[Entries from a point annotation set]
────────
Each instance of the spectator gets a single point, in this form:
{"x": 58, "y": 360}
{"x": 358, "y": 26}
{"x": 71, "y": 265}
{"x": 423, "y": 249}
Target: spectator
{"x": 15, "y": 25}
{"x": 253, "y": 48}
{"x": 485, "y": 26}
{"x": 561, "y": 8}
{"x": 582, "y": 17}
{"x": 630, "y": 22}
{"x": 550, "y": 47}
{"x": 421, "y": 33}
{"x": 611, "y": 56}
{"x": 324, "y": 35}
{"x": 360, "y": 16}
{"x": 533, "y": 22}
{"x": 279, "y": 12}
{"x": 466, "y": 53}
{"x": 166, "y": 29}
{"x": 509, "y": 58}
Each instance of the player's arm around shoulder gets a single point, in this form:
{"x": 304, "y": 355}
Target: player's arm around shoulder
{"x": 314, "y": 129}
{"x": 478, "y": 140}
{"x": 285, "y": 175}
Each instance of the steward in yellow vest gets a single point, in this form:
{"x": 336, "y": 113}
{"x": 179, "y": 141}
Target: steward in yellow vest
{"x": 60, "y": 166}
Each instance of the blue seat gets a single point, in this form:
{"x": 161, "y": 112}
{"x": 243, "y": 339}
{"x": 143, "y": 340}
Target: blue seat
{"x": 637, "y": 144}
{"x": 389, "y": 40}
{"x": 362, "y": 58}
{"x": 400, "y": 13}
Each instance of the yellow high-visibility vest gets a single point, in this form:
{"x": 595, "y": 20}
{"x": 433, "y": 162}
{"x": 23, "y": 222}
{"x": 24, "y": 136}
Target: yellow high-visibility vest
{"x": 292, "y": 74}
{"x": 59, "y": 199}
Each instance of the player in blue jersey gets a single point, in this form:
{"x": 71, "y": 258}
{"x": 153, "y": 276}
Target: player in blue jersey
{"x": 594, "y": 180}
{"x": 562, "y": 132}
────────
## SET TASK
Each line above must be printed exactly as it appears.

## RESULT OF THIS TASK
Each instance of the spectator gets a single point, in this form:
{"x": 58, "y": 360}
{"x": 358, "y": 26}
{"x": 71, "y": 265}
{"x": 423, "y": 249}
Target: spectator
{"x": 15, "y": 25}
{"x": 253, "y": 48}
{"x": 485, "y": 26}
{"x": 561, "y": 8}
{"x": 582, "y": 17}
{"x": 630, "y": 22}
{"x": 550, "y": 47}
{"x": 421, "y": 33}
{"x": 611, "y": 56}
{"x": 324, "y": 35}
{"x": 360, "y": 16}
{"x": 533, "y": 22}
{"x": 279, "y": 12}
{"x": 466, "y": 53}
{"x": 166, "y": 29}
{"x": 509, "y": 58}
Each instance of the player's arm around shoulder gets a single point, in this form:
{"x": 304, "y": 355}
Target: player's arm around shoulder
{"x": 314, "y": 129}
{"x": 478, "y": 140}
{"x": 285, "y": 175}
Each instance of the steward in yellow vest gets a single point, in this form:
{"x": 336, "y": 113}
{"x": 179, "y": 141}
Target: steward in yellow vest
{"x": 60, "y": 166}
Each instance of the blue seat gets a single point, in this form:
{"x": 161, "y": 112}
{"x": 243, "y": 339}
{"x": 143, "y": 340}
Target: blue seat
{"x": 637, "y": 144}
{"x": 389, "y": 40}
{"x": 362, "y": 58}
{"x": 400, "y": 13}
Each instance of the yellow high-visibility vest gets a single point, in this form:
{"x": 595, "y": 20}
{"x": 433, "y": 162}
{"x": 23, "y": 222}
{"x": 24, "y": 136}
Target: yellow high-visibility vest
{"x": 292, "y": 74}
{"x": 59, "y": 199}
Each instance of the player in blue jersey gets a single point, in this form:
{"x": 71, "y": 258}
{"x": 153, "y": 276}
Target: player in blue jersey
{"x": 594, "y": 180}
{"x": 562, "y": 132}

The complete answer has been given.